Supplied material Block Start

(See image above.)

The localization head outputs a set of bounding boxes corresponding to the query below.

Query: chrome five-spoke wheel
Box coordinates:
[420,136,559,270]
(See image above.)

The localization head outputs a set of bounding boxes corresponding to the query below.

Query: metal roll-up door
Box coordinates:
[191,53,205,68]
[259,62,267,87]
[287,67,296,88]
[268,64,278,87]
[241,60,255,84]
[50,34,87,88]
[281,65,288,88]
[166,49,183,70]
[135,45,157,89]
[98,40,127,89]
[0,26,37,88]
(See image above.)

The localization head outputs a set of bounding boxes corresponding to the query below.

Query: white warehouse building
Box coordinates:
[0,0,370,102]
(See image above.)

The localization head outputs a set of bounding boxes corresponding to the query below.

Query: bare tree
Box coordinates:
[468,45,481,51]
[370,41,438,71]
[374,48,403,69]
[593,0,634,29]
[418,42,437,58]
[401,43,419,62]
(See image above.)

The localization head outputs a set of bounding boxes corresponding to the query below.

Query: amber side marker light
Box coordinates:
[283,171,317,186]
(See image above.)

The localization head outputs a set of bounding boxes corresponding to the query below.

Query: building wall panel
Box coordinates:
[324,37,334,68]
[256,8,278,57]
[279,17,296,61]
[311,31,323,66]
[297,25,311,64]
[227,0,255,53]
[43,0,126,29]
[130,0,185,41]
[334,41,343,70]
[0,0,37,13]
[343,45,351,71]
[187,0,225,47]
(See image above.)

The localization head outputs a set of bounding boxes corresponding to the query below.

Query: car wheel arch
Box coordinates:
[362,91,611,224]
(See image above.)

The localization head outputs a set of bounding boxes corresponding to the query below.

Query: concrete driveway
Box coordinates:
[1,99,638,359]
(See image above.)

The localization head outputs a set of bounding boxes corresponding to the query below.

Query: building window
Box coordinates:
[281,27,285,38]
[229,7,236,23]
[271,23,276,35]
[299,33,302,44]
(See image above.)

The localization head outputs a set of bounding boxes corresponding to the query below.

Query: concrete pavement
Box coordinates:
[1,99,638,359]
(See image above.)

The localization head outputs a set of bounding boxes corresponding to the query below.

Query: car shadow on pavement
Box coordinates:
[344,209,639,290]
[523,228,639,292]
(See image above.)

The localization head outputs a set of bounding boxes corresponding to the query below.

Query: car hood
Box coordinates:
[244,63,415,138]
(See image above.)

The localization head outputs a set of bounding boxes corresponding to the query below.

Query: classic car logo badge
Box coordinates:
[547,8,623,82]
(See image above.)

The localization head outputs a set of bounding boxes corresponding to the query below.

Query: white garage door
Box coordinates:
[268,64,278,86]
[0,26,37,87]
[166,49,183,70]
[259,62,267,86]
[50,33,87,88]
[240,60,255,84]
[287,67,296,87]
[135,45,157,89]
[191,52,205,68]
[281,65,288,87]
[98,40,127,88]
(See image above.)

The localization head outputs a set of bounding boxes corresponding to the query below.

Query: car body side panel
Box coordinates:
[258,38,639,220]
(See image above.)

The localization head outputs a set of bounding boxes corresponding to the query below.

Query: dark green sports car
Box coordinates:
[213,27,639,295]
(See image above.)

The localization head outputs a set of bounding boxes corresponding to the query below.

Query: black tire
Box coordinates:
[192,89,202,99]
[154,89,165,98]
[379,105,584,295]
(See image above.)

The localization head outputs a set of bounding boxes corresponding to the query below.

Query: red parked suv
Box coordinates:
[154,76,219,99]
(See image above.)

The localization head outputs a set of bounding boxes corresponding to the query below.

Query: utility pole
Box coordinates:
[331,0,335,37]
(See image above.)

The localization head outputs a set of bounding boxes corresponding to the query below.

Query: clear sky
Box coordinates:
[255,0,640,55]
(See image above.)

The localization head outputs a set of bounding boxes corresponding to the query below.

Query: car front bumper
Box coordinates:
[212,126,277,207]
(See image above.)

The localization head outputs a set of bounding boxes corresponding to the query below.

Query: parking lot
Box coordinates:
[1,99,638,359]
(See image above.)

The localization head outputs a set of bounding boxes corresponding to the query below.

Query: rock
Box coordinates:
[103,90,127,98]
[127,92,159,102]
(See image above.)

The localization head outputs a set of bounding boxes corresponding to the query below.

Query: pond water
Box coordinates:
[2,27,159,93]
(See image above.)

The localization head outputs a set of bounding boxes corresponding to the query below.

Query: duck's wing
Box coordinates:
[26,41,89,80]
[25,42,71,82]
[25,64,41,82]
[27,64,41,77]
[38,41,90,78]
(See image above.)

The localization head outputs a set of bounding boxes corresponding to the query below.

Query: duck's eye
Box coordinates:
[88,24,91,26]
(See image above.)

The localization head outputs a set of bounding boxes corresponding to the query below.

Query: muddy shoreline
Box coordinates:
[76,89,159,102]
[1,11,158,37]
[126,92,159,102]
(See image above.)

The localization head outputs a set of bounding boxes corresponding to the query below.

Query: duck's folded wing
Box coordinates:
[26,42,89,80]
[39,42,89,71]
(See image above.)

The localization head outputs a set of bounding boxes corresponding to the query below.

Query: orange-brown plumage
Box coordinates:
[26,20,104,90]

Supplied material Block End

Your task:
The answer must restate all of the entries exactly.

Response to the exercise:
(See image above.)

The localization head outputs a set of bounding boxes corresponding to the query below.

Query: chrome five-spoke wheel
Box coordinates:
[420,136,559,270]
(See image above.)

The localization head outputs a set of bounding boxes corresponding to the query below.

Query: metal roll-up door
Box coordinates:
[191,53,205,68]
[259,62,267,87]
[287,67,296,88]
[268,64,278,87]
[241,60,255,84]
[50,34,87,88]
[281,65,288,88]
[166,49,183,70]
[135,45,157,89]
[98,40,127,89]
[0,26,37,88]
(See image above.)

The localization head outputs a set of bounding boxes corresponding to the query below.

Query: white warehouse building
Box coordinates:
[0,0,370,102]
(See image above.)

The localization head outputs a set of bounding boxes corresponding to the query below.

Query: bare tree
Box coordinates:
[468,45,481,51]
[370,41,438,71]
[374,48,403,69]
[593,0,634,29]
[418,42,437,58]
[401,43,419,62]
(See image above.)

The localization head outputs a set of bounding boxes corresponding to the query below.

Query: amber side marker light
Box coordinates:
[283,171,317,186]
(See image above.)

The localization head outputs a set of bounding boxes corresponding to the query below.

Query: building wall panel
Box coordinates:
[324,37,334,68]
[256,8,278,57]
[279,17,296,61]
[311,31,323,66]
[297,25,311,64]
[227,0,255,53]
[43,0,126,29]
[130,0,185,41]
[334,41,343,70]
[0,0,37,13]
[343,45,351,71]
[187,0,225,47]
(See image above.)

The localization head outputs a set of bounding boxes corresponding to the query below.

Query: car wheel arch
Box coordinates:
[362,91,611,224]
(See image above.)

The localization head outputs a set of bounding boxes corresponding to the query below.

Query: concrete driveway
Box coordinates:
[1,99,638,359]
(See image above.)

The localization head outputs a set of bounding boxes corresponding to the query below.

Query: building window
Box coordinates:
[281,27,285,38]
[229,7,236,23]
[271,23,276,35]
[299,33,302,44]
(See image above.)

The localization head outputs a set of bounding boxes corresponding to the query below.

Query: concrete pavement
Box coordinates:
[1,99,638,359]
(See image above.)

The localization head outputs a set of bounding boxes corresponding to the query below.

Query: car shadow on pavement
Box coordinates:
[344,209,639,290]
[523,228,639,292]
(See image above.)

The localization head outputs a set of bounding boxes corresponding to the query below.

Query: car hood
Box coordinates:
[244,63,415,138]
(See image above.)

The localization head outputs a set of bounding boxes corresponding to the query below.

Query: classic car logo badge
Box coordinates:
[547,8,623,82]
(See image above.)

The localization head outputs a set of bounding boxes corresponding to the query below.

Query: white garage door
Box coordinates:
[268,64,278,86]
[0,26,37,87]
[166,49,183,70]
[259,62,267,86]
[50,33,87,88]
[240,60,255,84]
[287,67,296,87]
[135,45,157,89]
[191,52,205,68]
[281,65,288,87]
[98,40,127,88]
(See image above.)

The localization head outputs a set of bounding boxes corresponding to the query below.

Query: car body side panel
Box coordinates:
[258,38,639,220]
(See image above.)

The localization head outputs a set of bounding boxes corresponding to the query below.

Query: dark green sports car
Box coordinates:
[213,27,639,295]
(See image above.)

The localization head outputs a set of bounding boxes corresponding to the query below.

Query: black tire
Box coordinates:
[192,89,202,99]
[154,89,165,98]
[379,105,584,295]
(See image above.)

The localization head outputs a set of bounding boxes corresponding to the query below.

Query: red parked suv
Box coordinates:
[154,76,219,99]
(See image above.)

The localization head outputs a set of bounding boxes corresponding to the query below.

Query: utility pole
Box coordinates:
[331,0,335,37]
(See image above.)

The localization head outputs a set of bounding boxes corresponding to the query below.

Query: clear sky
Box coordinates:
[255,0,640,55]
(See image above.)

The localization head outputs a set of bounding boxes corresponding to the query below.

Query: car front bumper
Box coordinates:
[212,126,277,207]
(See image above.)

The localization head outputs a set of bounding boxes corresponding to the query below.

Query: parking lot
Box coordinates:
[1,99,638,359]
(See image above.)

The localization head outputs a set of bounding boxes corresponding to the query below.

Query: rock
Box coordinates:
[103,90,127,98]
[127,92,159,102]
(See image above.)

The localization head outputs a set of bounding boxes corresponding to the query below.

Query: pond water
Box coordinates:
[2,27,159,93]
(See image above.)

The localization head outputs a set of bounding boxes corresponding to the query below.

Query: duck's wing
Box coordinates:
[26,41,89,80]
[25,42,71,82]
[25,64,41,82]
[27,64,41,77]
[38,41,90,78]
(See image above.)

The localization head outputs a set of bounding boxes corresponding to the query below.

Query: duck's eye
Box coordinates:
[88,24,91,26]
(See image above.)

The localization head outputs a set of bounding boxes corresponding to the query below.

Query: muddy shoreline
Box coordinates:
[76,89,159,102]
[1,11,158,37]
[126,92,159,102]
(See image above.)

The localization head outputs a set of bounding boxes corresponding to the query below.

Query: duck's folded wing
Box coordinates:
[26,42,89,80]
[39,42,89,71]
(See image above.)

The localization head outputs a set of bounding boxes corresponding to the query below.

Query: orange-brown plumage
Box coordinates:
[26,20,104,90]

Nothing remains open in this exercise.